*PROBLEM TO SOLVE*
Set down each entry exactly as it stands, without altering a single character.

*SUPPLIED INFORMATION*
- - - -

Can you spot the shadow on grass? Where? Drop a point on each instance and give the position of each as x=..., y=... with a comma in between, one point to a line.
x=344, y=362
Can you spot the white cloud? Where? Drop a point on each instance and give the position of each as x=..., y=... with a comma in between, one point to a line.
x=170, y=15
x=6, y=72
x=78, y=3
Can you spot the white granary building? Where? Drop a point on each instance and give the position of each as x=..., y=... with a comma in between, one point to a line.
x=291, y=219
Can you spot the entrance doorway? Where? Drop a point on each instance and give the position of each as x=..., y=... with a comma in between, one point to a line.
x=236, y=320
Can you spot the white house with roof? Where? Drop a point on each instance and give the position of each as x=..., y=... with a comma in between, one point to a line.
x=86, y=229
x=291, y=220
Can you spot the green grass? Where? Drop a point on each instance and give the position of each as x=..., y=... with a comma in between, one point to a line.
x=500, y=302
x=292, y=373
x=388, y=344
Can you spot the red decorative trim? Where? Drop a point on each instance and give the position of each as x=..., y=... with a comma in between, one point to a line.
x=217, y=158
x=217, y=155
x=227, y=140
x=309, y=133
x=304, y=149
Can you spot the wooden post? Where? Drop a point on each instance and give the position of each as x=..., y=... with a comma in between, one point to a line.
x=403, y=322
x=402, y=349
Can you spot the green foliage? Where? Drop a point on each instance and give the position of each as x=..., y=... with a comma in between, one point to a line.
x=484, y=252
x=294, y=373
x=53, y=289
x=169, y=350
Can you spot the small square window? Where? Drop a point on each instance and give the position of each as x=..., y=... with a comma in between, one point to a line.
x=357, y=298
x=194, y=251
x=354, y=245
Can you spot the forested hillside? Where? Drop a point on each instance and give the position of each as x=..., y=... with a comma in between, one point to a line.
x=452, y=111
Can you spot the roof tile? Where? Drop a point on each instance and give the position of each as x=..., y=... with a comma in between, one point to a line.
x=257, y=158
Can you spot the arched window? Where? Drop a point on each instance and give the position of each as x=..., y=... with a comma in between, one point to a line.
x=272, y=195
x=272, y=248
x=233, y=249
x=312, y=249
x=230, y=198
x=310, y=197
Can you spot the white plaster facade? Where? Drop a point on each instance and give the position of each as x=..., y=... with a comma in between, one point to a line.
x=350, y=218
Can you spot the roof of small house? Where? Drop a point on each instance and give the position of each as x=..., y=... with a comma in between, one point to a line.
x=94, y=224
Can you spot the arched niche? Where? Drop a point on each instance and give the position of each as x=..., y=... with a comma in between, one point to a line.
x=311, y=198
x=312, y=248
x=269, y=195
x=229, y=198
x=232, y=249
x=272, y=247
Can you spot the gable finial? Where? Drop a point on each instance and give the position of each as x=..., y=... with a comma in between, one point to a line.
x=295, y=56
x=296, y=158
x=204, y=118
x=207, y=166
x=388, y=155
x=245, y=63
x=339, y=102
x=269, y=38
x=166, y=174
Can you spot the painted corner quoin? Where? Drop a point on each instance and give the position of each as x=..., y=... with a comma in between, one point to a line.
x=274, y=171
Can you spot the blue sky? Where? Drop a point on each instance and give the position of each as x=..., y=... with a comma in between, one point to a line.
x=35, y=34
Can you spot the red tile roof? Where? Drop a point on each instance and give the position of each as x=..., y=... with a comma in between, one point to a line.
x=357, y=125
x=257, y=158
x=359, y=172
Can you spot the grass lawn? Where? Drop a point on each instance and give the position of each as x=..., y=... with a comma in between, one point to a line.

- - - -

*PROBLEM SOLUTION*
Can you spot the shadow on grass? Where? Drop a point on each instance and give the position of each as x=..., y=... with a comma in between, one point to a line.
x=344, y=362
Can you spot the white cloud? Where? Drop a point on each instance and give the position of each as x=..., y=... with a comma in between, one point to a line.
x=170, y=15
x=6, y=72
x=78, y=3
Can you spot the white granary building? Where? Drop a point on each instance and give the position of each as x=..., y=... with a comma in between, one point to a line.
x=291, y=219
Can you spot the entrance doorway? Where? Drop a point on each instance and give the position of each as x=..., y=... with a comma in between, one point to a line.
x=236, y=320
Can you spot the white house with roof? Where? Drop a point on each instance and give the position of each as x=..., y=... with a comma in between, one point to a line.
x=86, y=229
x=291, y=220
Can you spot the green grass? Where? Drop a point on each instance and give the position of each as x=..., y=... with a comma in between, one point to a line.
x=500, y=302
x=292, y=373
x=388, y=344
Can you spot the red decorative trim? Where? Drop a point on each instance and give the position of each as x=..., y=... with a comma in between, one point to a line.
x=217, y=158
x=217, y=155
x=227, y=140
x=309, y=133
x=304, y=149
Can you spot the wooden post? Where? Drop a point on each instance and give the position of each as x=..., y=... with a comma in between, one point to a line.
x=403, y=322
x=402, y=349
Can you spot the green foliage? Where? Drop a point on each instance and give the position of each as x=..., y=... with a comma in between, one point to a line.
x=484, y=252
x=294, y=373
x=53, y=289
x=169, y=350
Can you spot the small square window? Where? Drop a point on each instance and give the position of each as x=..., y=... with a comma in between, one point to a line.
x=357, y=298
x=194, y=251
x=354, y=245
Can you spot the forested hillside? Where? Drop a point on each instance and give the position of each as x=..., y=... with a comma in between, one point to a line.
x=452, y=111
Can you spot the roof tile? Where? Drop a point on each instance and give the position of each as x=..., y=... with a comma in between, one point to a line.
x=257, y=158
Can you spot the arched window? Where? Drop a point on each instance and give the position of each as x=..., y=... with a comma in between, one point to a line.
x=272, y=195
x=272, y=248
x=233, y=249
x=312, y=249
x=230, y=198
x=310, y=197
Can you spot the white plaster facade? Where? Drop a point on each instance and give the position of each as x=..., y=... with a comma in between, one point to a line.
x=350, y=218
Can you spot the roof of small house? Where? Drop a point on each instance and give the position of each as x=..., y=... with a comma in between, one point to a line.
x=94, y=224
Can you spot the arched niche? Where? Drop a point on each instance and give the position of each as x=..., y=... with a comma in between, one point to a line.
x=311, y=198
x=312, y=248
x=269, y=195
x=229, y=198
x=232, y=249
x=272, y=247
Can you spot the gable finial? Where? Drop a point on each instance and give the position of each as x=..., y=... with a comma in between, one point to a line.
x=295, y=56
x=296, y=158
x=204, y=118
x=207, y=166
x=388, y=155
x=245, y=63
x=339, y=102
x=269, y=38
x=166, y=174
Can you spot the painted corner quoin? Where? Drop a point on each instance and give the position of each as x=..., y=... with a comma in between, one point to a line.
x=274, y=171
Can you spot the blue sky? Where? Drop a point on each instance and give the position of each as x=..., y=... with a comma in between, one point to a line.
x=35, y=34
Can you spot the red tile roof? Where? Drop a point on each instance and give the position of each as x=..., y=... with a comma in between, one point to a line.
x=357, y=125
x=257, y=158
x=359, y=172
Can you spot the grass lawn? Where? Drop a point on each instance and give the position of each as x=..., y=... with a comma in between, one point to a line.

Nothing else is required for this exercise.